Tile artworks

The rise of new life by Bettina Mihalas

The process of fertilisation, depicted as a sunrise.

The sun symbolises an ovulated human egg and the rays are sperm racing towards it. The artwork captures the urgency of conception while celebrating the beauty and wonder of a potential new life

Crafting the metaphase plate by Nigel Burroughs

Chromosomes captured by microtubules.

This represents paired chromosomes (chromosome arms in cream) and the mechanical spindle with its two poles (orange) that send out fibres (red) to capture the chromosomes and repositions them in the cell. My work focuses on the mechanics of chromosome movement and changes in their internal architecture (green and black dots) under the forces from the spindle. I also work on human reproduction, hence the suggestion of insects and flowers.

To err (in mitosis) is human by Dr Emma Ford 

A zygote during first mitotic division.

We have recently discovered that the first division of human embryos is highly error prone. During the first mitosis, chromosomes are much more likely to be segregated to wrong cells than in later cell divisions. 

Here we see the chromosomes (colourful rods) are aligned in a metaphase plate. However, one of the chromosomes (top right, in red) is unaligned, meaning that it is not connected correctly to the spindle fibres and will likely end up mis-segregated.

The tale of oocyte development by Cerys Curie 

A zoom into an immature egg cell. 

The oocyte (or an egg cell) is unique. With approximately 0.13mm in diameter, it is the largest cell in the body. Being formed in utero, they complete the first part of female gamete development before birth and stay dormant ever since.

Information supplied →
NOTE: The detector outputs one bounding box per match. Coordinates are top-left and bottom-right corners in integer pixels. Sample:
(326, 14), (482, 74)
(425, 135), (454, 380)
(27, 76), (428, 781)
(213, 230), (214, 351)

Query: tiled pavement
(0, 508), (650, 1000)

Task item → Write what comes next in the tile artworks text, starting after its final sentence. The records come from a different source than the tile artworks text.

Response to the exercise →
In the IVF world, this is referred to as a germinal vesicle egg, or a GV. This is because of a prominent nucleus (brown circle), which at this stage is known as a germinal vesicle. It contains the whole genetic material of the cell (DNA is represented by blue and green lines). After the onset of puberty, several oocytes will be recruited every month and continue their development. However, the chromosome segregation processes will not be complete until after fertilisation.

The mitotic spindle’s dance by Jonathon Harrison 

Mature mitotic spindle ready to segregate chromosomes

Individual chromosomes are usually spread out throughout the cell nucleus but at a stage called metaphase, they line up ready to be split. 

Here we see the purple chromosomes and the green microtubules ready to pull them apart. 

Sibling rivalry by Constandina Koki 

Sister chromatics separating in anaphase.

Here we see sister chromatids (the brown squiggly lines) being pulled apart during a cell division stage called anaphase. 

Two of these sister chromatids, identical in information, make up the familiar X shape of a chromosome. 

The canvas of life by Lucy Munro 

Chromosome spread from a mouse oocyte.

The kinetochore is a disc-shaped protein structure (the green and red spots) where spindle fibres (blue) attach during the cell division process. These spindles pull apart the two sister chromatids of the chromosome, leaving two identical sets of information.

A leap through life by Gerard Pieper 

Three stages in the development of the frog: the egg, fertilisation, and the full frog

I study frog eggs to get to know more about the meiotic divisions, the specialised divisions that result in gametes: oocytes (egg) and sperm. 

It takes two by Adele Marston 

A section of a human egg arrested at metaphase II and awaiting fertilisation by an army of sperm.

One set of chromosomes (blue in transparent blob) has been discarded in the polar body and upon fertilisation, a second set of chromosomes will be discarded in a second polar body. 

Genetic Mosaic: gene transfer through generations by Muriel Erent

Meiosis II: cell division leading to gamete formation.

Meiosis 2 is when the gametes, sperm or egg, form. Centromeres (see here as circles) divide, and each chromatid (4 shown here) moves to the opposite side of the cell. This allow every gamete (male or female) to be different and contain information from both parents. Later, during fertilisation, the gamete will fuse with another to create a unique individual.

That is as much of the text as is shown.